• _What you will do_
Exact copies of the lines below are the goal; any images in them are dropped.

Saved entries

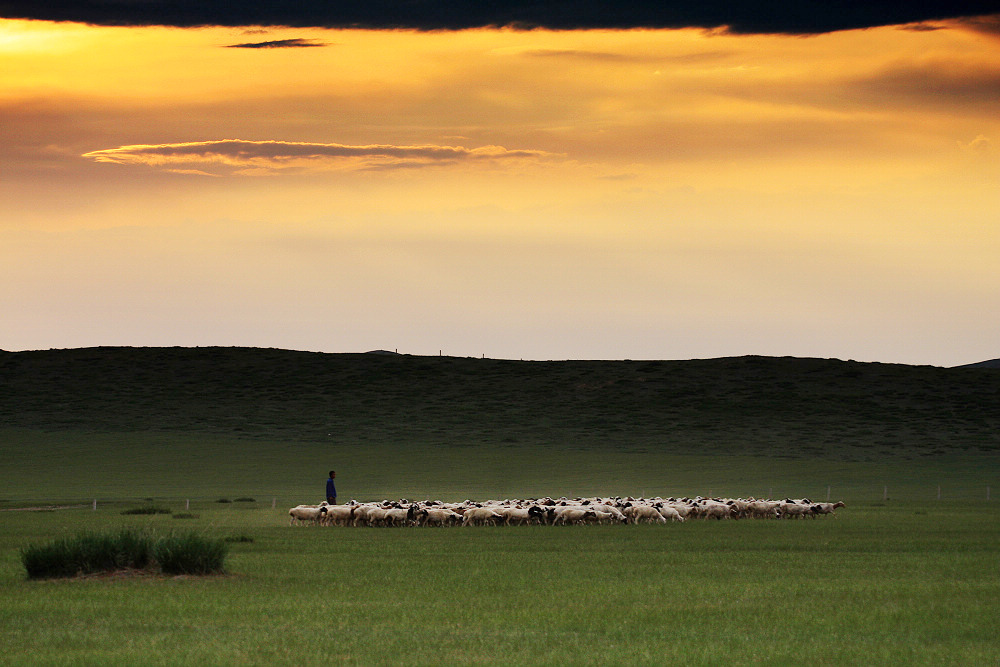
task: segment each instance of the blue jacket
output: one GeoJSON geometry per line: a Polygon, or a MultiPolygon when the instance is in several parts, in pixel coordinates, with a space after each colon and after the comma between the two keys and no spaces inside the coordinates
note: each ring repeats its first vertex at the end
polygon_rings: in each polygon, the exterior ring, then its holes
{"type": "Polygon", "coordinates": [[[337,497],[337,487],[333,484],[333,478],[326,480],[326,497],[337,497]]]}

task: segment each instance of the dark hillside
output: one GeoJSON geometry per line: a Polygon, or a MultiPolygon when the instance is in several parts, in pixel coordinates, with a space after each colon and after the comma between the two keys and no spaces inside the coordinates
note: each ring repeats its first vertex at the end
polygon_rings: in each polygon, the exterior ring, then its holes
{"type": "Polygon", "coordinates": [[[252,348],[0,352],[0,423],[275,441],[865,460],[1000,450],[1000,374],[824,359],[521,362],[252,348]]]}
{"type": "Polygon", "coordinates": [[[963,364],[956,368],[1000,368],[1000,359],[990,359],[989,361],[979,361],[974,364],[963,364]]]}

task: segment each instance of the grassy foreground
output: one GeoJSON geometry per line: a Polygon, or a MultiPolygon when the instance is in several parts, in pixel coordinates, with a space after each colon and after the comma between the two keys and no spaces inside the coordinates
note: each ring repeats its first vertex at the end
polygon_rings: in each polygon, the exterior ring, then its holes
{"type": "MultiPolygon", "coordinates": [[[[7,512],[4,663],[996,664],[1000,512],[890,503],[816,521],[289,527],[205,503],[223,577],[28,581],[26,542],[117,509],[7,512]]],[[[176,521],[173,522],[174,524],[176,521]]]]}
{"type": "Polygon", "coordinates": [[[0,352],[2,661],[1000,664],[997,415],[1000,374],[984,369],[0,352]],[[331,468],[342,500],[830,493],[848,507],[289,527],[331,468]],[[241,497],[256,501],[217,502],[241,497]],[[123,514],[154,504],[174,514],[123,514]],[[47,506],[72,509],[26,509],[47,506]],[[28,545],[129,527],[235,538],[227,574],[27,579],[28,545]]]}

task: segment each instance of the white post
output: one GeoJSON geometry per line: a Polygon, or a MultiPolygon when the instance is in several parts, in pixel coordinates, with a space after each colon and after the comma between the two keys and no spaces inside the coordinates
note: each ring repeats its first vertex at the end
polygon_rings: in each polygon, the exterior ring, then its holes
{"type": "MultiPolygon", "coordinates": [[[[990,494],[989,494],[989,491],[987,491],[987,492],[986,492],[986,495],[987,495],[987,496],[988,496],[988,495],[990,495],[990,494]]],[[[97,511],[97,498],[94,498],[94,511],[95,511],[95,512],[97,511]]]]}
{"type": "Polygon", "coordinates": [[[271,498],[271,509],[274,509],[277,506],[278,506],[278,499],[277,498],[271,498]]]}
{"type": "Polygon", "coordinates": [[[938,484],[938,497],[937,497],[937,499],[941,500],[941,485],[940,484],[938,484]]]}
{"type": "Polygon", "coordinates": [[[882,500],[889,500],[889,486],[882,487],[882,500]]]}
{"type": "Polygon", "coordinates": [[[990,487],[986,487],[986,500],[990,499],[990,487]]]}
{"type": "Polygon", "coordinates": [[[826,502],[830,502],[830,486],[826,487],[826,502]]]}
{"type": "Polygon", "coordinates": [[[191,509],[191,499],[190,498],[188,498],[188,499],[186,499],[184,501],[184,509],[186,509],[186,510],[191,509]]]}

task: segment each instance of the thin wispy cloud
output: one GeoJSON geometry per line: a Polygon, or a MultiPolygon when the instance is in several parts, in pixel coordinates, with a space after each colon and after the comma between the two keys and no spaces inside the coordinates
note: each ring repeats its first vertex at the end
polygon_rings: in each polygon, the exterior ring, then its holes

• _Answer below_
task: segment each instance of the blue jacket
output: one GeoJSON geometry per line: a Polygon, or a MultiPolygon when the instance is in several parts, in pixel coordinates, with a space after each colon and after the comma between the two keys and no spaces inside the coordinates
note: each ring repeats its first vertex at the end
polygon_rings: in each polygon, the exterior ring, then its holes
{"type": "Polygon", "coordinates": [[[337,497],[337,487],[333,484],[333,478],[326,480],[326,497],[337,497]]]}

task: segment each instance of the dark hillside
output: one GeoJSON geometry per line: a Polygon, or a MultiPolygon when the instance is in several parts, in pixel coordinates, with a space after each colon and after the comma between the two keys and no spaces inside the coordinates
note: each ring repeats its first vertex at the end
polygon_rings: in each polygon, the exterior ring, then its holes
{"type": "Polygon", "coordinates": [[[252,348],[0,352],[0,423],[275,441],[865,460],[1000,450],[1000,374],[824,359],[521,362],[252,348]]]}
{"type": "Polygon", "coordinates": [[[963,364],[956,368],[1000,368],[1000,359],[990,359],[989,361],[979,361],[974,364],[963,364]]]}

task: segment each instance of the grassy foreground
output: one GeoJSON geometry per line: a Polygon, or a MultiPolygon when the instance is in several parts, in pixel coordinates, with a space after each colon and after the comma between the two keys and no spaces inside the coordinates
note: each ring repeats its first vertex at the end
polygon_rings: in each polygon, the exterior ring, then its holes
{"type": "MultiPolygon", "coordinates": [[[[7,512],[4,663],[996,664],[1000,512],[890,503],[816,521],[289,527],[205,503],[223,577],[28,581],[26,542],[117,509],[7,512]]],[[[176,521],[173,522],[174,524],[176,521]]]]}
{"type": "Polygon", "coordinates": [[[0,352],[2,661],[1000,664],[997,415],[1000,374],[984,369],[0,352]],[[331,468],[342,500],[830,493],[848,507],[289,527],[331,468]],[[241,497],[256,501],[217,502],[241,497]],[[123,514],[154,504],[174,514],[123,514]],[[47,506],[72,509],[26,509],[47,506]],[[28,545],[129,527],[235,538],[227,574],[27,579],[28,545]]]}

task: segment each instance of the white post
output: one GeoJSON geometry per line: a Polygon, or a MultiPolygon when the instance is in several parts, in pixel coordinates, with a space after each colon and after the comma between the two keys and no spaces inside the coordinates
note: each ring repeats its first vertex at the end
polygon_rings: in each polygon, the exterior ring, then its holes
{"type": "MultiPolygon", "coordinates": [[[[990,494],[989,494],[989,491],[987,491],[987,492],[986,492],[986,495],[987,495],[987,496],[988,496],[988,495],[990,495],[990,494]]],[[[97,511],[97,498],[94,498],[94,511],[95,511],[95,512],[97,511]]]]}
{"type": "Polygon", "coordinates": [[[271,498],[271,509],[274,509],[277,506],[278,506],[278,499],[277,498],[271,498]]]}
{"type": "Polygon", "coordinates": [[[938,484],[938,497],[937,497],[937,499],[941,500],[941,485],[940,484],[938,484]]]}
{"type": "Polygon", "coordinates": [[[882,500],[889,500],[889,486],[882,487],[882,500]]]}
{"type": "Polygon", "coordinates": [[[990,487],[986,487],[986,500],[990,499],[990,487]]]}
{"type": "Polygon", "coordinates": [[[826,502],[830,502],[830,486],[826,487],[826,502]]]}
{"type": "Polygon", "coordinates": [[[191,509],[191,499],[190,498],[188,498],[188,499],[186,499],[184,501],[184,509],[186,509],[186,510],[191,509]]]}

task: segment each instance of the thin wispy cloud
output: one GeoJSON geometry per line: a Polygon, or a MultiPolygon when the instance is in several parts, in pixel coordinates, with a space after each colon and after the comma between the two keys and no spaces inside the coordinates
note: each ring repeats its first vertex at the end
polygon_rings: in each polygon, the exterior ring, then its holes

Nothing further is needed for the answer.